[EXCERPTED RECORDS]
▼

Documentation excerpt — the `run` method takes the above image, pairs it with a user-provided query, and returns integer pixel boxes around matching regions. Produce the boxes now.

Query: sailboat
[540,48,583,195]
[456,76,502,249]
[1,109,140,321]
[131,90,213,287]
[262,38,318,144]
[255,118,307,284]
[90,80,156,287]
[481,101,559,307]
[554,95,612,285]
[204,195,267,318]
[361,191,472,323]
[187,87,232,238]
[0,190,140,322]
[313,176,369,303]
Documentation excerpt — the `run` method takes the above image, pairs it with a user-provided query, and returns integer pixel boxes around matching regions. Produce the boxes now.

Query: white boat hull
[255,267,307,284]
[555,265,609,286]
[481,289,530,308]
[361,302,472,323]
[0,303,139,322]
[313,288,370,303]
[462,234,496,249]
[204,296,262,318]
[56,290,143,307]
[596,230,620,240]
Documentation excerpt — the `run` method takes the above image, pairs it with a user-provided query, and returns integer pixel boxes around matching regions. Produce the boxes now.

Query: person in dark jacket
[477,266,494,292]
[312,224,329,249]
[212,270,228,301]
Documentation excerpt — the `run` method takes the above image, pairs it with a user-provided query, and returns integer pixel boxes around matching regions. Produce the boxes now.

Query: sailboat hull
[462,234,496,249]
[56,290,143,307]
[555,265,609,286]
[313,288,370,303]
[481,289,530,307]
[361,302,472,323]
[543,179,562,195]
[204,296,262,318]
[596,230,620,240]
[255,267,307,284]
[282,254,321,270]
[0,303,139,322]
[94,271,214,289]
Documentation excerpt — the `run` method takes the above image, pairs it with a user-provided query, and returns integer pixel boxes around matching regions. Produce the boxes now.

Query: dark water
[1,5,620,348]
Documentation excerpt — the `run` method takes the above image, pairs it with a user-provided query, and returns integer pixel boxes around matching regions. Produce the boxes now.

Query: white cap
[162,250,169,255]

▲

[WHAT IS EXPECTED]
Retype all of the data exactly. Leave nothing out.

[EXERCISE SOLUTION]
Documentation excerpt — the `run` method takes the above image, pairs it with a user-provided query, and returns integer pixel boxes around matching regions. Produce the boxes now.

Query: sailboat
[540,48,583,195]
[456,76,502,249]
[1,109,140,321]
[131,90,213,287]
[262,38,318,144]
[255,118,307,284]
[90,80,156,287]
[481,101,559,307]
[554,95,612,285]
[204,195,267,318]
[361,191,472,323]
[187,87,232,238]
[0,190,140,322]
[313,176,369,303]
Documentation excerpt — the `run` method takes the above image, pairs it with a user-provided query, and returns integer pixel boxes around matching regions. Produce the boxes now.

Query: white boat hull
[255,267,307,284]
[555,265,609,286]
[481,289,530,308]
[361,302,472,323]
[0,303,139,322]
[313,288,370,303]
[462,234,496,249]
[204,296,262,318]
[56,290,143,307]
[596,230,620,240]
Documentation excerpt — the `run` method takes the above image, pairs it with a user-provided query, and returns integer pixel boxes around matching regions. Produce the boxes now.

Query: person in dark jacket
[477,266,494,292]
[312,224,329,249]
[212,270,228,301]
Documentation excerpt — the `run` method takes the above image, pairs it with a user-provided query, and returns integer pixel boxes around matching regions. Produce the boxes now.

Query: sailboat hull
[462,234,496,249]
[56,290,143,307]
[555,265,609,286]
[313,288,370,303]
[481,289,530,307]
[361,302,472,323]
[543,179,562,195]
[204,296,262,318]
[596,230,620,240]
[255,267,307,284]
[282,254,321,270]
[0,303,139,322]
[94,271,214,289]
Documentation excerpt — the `run` method takes the above image, pairs it with a user-provided query, and returns integer pixel boxes around matching regions. Produce the boxes now.

Query: dark water
[1,5,620,348]
Documentation excerpt — the `run` method takes the above image, pairs it with a user-provided query, and returns integer pixel boxes around matching regions. Produce the boxes now.

Query: white cap
[162,250,169,255]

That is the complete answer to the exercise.